→ Problem description: Extract the run of lines that starts at the top of the records below and ends at the line with "x=786, y=57", keeping both ends and excluding pictures.

→ Provided entries:
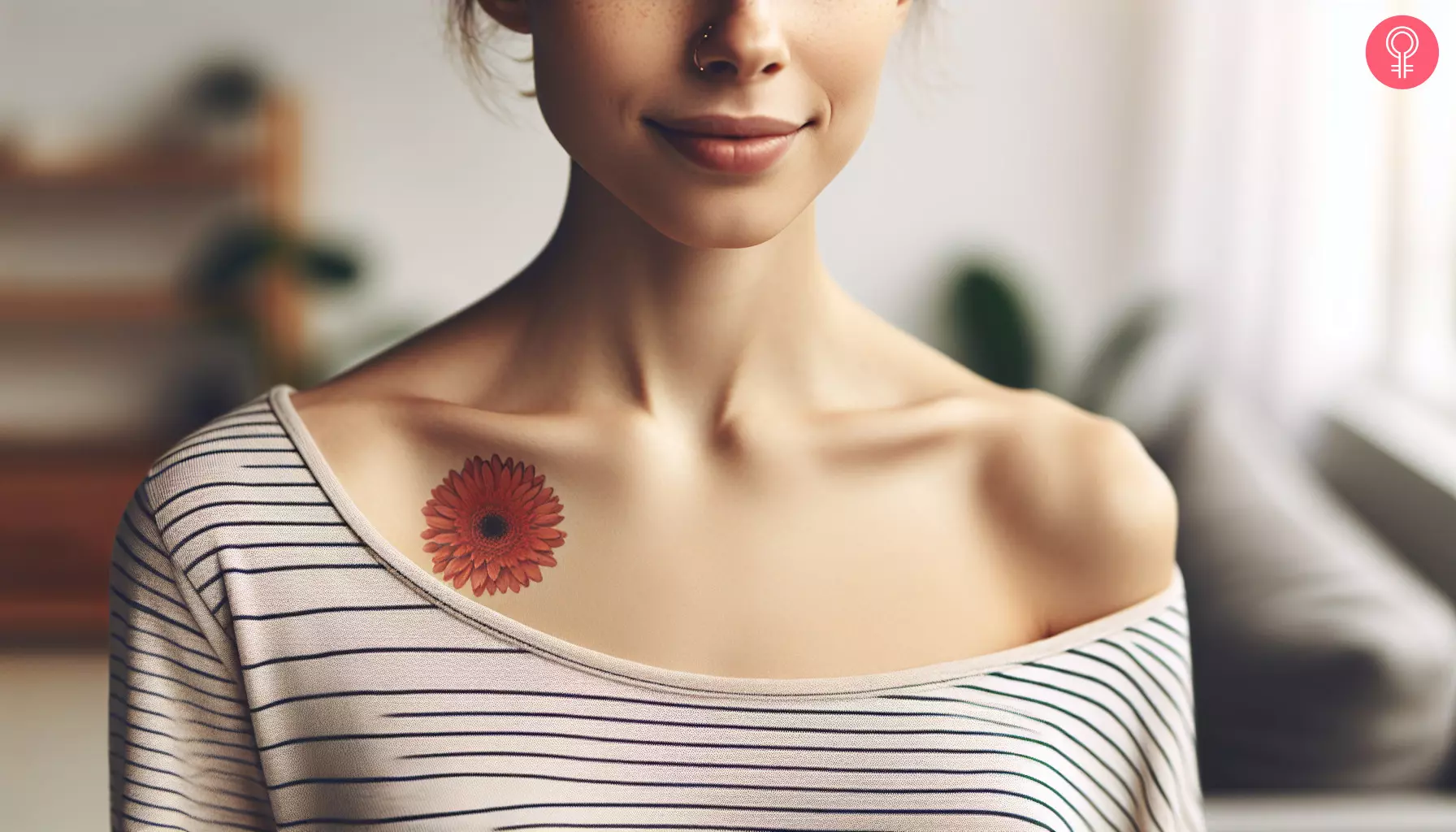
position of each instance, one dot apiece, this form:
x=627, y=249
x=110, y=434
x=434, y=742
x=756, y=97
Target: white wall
x=1020, y=133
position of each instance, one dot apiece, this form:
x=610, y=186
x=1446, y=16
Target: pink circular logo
x=1401, y=51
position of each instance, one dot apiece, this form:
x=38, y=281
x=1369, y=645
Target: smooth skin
x=756, y=474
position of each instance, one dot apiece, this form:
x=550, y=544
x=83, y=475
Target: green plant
x=224, y=280
x=998, y=337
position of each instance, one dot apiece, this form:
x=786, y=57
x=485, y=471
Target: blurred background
x=1203, y=218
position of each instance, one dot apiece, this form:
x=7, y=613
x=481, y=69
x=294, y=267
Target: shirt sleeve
x=182, y=754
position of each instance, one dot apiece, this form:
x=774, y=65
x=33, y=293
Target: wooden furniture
x=62, y=501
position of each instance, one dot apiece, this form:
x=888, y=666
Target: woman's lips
x=726, y=154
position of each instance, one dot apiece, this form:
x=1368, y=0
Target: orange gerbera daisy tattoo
x=491, y=525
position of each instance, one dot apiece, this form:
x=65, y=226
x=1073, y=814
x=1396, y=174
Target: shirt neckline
x=685, y=681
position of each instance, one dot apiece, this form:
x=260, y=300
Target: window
x=1421, y=254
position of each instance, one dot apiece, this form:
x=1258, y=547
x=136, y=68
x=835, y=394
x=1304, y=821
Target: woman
x=665, y=532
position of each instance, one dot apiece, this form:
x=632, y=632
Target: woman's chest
x=774, y=574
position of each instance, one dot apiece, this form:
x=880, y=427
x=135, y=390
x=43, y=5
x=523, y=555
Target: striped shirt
x=275, y=663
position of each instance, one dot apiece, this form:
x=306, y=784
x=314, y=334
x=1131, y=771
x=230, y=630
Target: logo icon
x=1401, y=51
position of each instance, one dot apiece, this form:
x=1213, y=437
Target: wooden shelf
x=134, y=171
x=60, y=506
x=75, y=306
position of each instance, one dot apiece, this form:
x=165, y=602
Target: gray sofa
x=1324, y=663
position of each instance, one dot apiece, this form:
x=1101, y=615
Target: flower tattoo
x=491, y=525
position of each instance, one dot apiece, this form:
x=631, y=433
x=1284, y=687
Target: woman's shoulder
x=1098, y=514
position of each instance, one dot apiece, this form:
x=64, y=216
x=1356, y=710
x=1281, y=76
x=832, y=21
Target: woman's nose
x=742, y=42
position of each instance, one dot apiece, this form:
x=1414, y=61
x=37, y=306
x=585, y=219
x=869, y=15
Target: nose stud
x=707, y=32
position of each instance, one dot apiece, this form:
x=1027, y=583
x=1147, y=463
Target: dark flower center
x=492, y=526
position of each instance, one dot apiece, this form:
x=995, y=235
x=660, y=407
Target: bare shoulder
x=1099, y=516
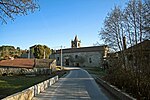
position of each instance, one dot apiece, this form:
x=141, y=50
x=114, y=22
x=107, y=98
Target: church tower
x=75, y=43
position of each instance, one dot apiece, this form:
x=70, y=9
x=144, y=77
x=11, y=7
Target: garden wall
x=29, y=93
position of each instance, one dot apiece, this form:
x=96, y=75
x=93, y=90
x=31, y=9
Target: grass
x=13, y=84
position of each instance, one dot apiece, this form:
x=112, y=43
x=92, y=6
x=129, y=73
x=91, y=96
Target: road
x=77, y=85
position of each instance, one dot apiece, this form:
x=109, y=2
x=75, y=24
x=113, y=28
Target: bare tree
x=11, y=8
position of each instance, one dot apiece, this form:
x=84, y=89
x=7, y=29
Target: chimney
x=124, y=43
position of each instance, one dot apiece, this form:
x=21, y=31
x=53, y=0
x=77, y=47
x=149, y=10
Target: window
x=90, y=60
x=57, y=58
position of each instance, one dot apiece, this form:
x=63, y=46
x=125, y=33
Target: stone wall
x=39, y=69
x=29, y=93
x=91, y=59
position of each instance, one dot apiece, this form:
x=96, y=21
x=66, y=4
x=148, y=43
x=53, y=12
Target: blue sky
x=57, y=22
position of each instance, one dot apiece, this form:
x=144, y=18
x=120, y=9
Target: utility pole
x=29, y=54
x=44, y=53
x=61, y=56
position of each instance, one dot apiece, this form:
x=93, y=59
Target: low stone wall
x=115, y=91
x=29, y=93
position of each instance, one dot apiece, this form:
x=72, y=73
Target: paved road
x=77, y=85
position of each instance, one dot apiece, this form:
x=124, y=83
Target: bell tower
x=75, y=43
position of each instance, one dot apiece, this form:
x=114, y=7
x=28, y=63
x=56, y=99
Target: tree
x=11, y=8
x=112, y=32
x=133, y=22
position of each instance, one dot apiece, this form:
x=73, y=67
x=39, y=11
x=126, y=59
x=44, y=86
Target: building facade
x=81, y=56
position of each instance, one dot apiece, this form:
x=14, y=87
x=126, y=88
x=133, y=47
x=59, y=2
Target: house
x=80, y=56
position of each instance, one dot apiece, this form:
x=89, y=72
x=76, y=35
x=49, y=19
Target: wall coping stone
x=32, y=91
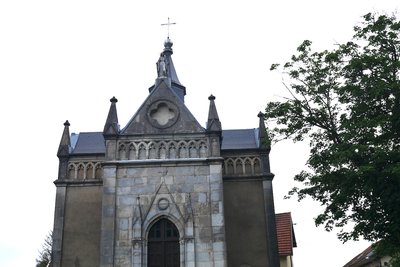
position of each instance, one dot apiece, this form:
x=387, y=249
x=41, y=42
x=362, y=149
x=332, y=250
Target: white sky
x=64, y=60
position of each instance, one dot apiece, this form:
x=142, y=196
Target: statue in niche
x=203, y=151
x=162, y=66
x=163, y=152
x=172, y=152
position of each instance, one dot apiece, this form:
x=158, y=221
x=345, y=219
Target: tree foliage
x=45, y=253
x=346, y=102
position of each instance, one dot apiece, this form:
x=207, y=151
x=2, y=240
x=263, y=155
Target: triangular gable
x=162, y=112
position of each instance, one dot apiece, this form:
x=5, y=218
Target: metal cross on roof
x=168, y=24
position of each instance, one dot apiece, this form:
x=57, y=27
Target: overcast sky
x=64, y=60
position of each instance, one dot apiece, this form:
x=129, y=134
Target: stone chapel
x=165, y=190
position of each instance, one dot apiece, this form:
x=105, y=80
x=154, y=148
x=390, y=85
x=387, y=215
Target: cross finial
x=168, y=24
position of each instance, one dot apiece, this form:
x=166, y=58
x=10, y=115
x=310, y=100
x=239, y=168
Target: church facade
x=164, y=190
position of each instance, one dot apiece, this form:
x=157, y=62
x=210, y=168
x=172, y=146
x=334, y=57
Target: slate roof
x=285, y=233
x=240, y=139
x=367, y=256
x=93, y=142
x=88, y=143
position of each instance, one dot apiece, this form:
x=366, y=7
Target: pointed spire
x=166, y=71
x=263, y=135
x=213, y=123
x=65, y=143
x=112, y=127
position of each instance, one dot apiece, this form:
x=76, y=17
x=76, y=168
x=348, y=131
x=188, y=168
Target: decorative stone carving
x=162, y=114
x=161, y=149
x=85, y=170
x=242, y=166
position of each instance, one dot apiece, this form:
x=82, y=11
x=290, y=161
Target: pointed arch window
x=163, y=245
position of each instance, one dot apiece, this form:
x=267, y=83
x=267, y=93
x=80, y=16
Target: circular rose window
x=162, y=114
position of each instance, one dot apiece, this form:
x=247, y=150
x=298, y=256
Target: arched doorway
x=163, y=245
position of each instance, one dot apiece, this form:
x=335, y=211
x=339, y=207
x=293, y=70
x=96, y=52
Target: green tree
x=45, y=253
x=346, y=103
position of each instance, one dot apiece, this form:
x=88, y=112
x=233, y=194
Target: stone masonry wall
x=188, y=193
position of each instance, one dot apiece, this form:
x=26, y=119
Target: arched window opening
x=163, y=245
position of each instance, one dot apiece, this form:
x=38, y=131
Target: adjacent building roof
x=367, y=256
x=285, y=233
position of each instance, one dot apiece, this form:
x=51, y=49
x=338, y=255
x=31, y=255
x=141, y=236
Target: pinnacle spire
x=111, y=126
x=263, y=135
x=213, y=123
x=65, y=143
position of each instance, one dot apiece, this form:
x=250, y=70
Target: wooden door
x=163, y=245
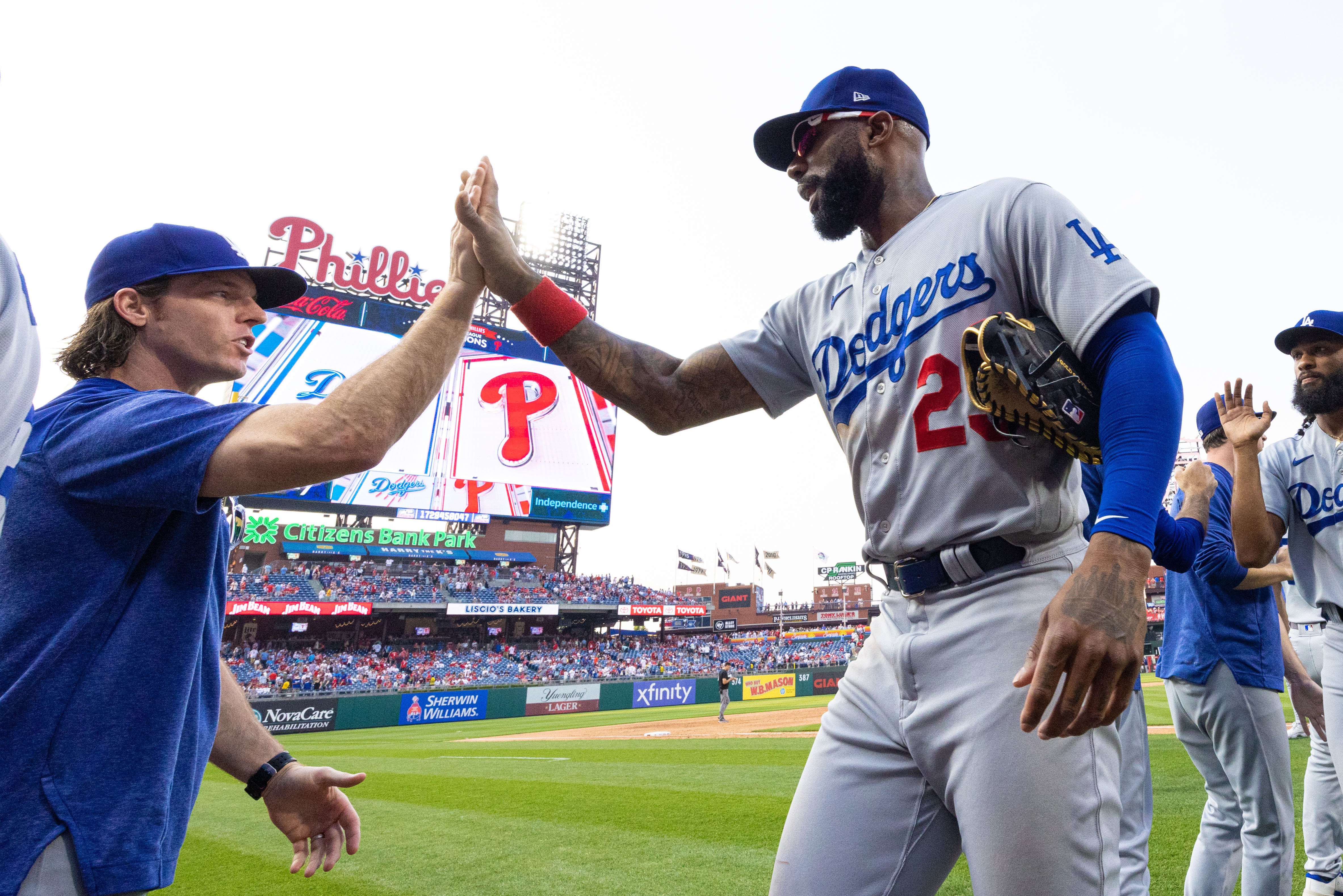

→ Answer space:
position of each instance, one dot apiece, this form:
x=627, y=249
x=110, y=434
x=434, y=742
x=756, y=97
Target: white wall
x=1020, y=133
position of each instance, one dot apiece, this form:
x=610, y=186
x=1446, y=16
Target: pink circular logo
x=1401, y=51
position of each instance, one dot apiece, this form:
x=38, y=281
x=1369, y=645
Target: smooth skin
x=756, y=474
position of each instance, one dot apiece, this form:
x=550, y=544
x=83, y=475
Target: green plant
x=224, y=280
x=998, y=337
position of each instance, one dot apiece, this form:
x=786, y=57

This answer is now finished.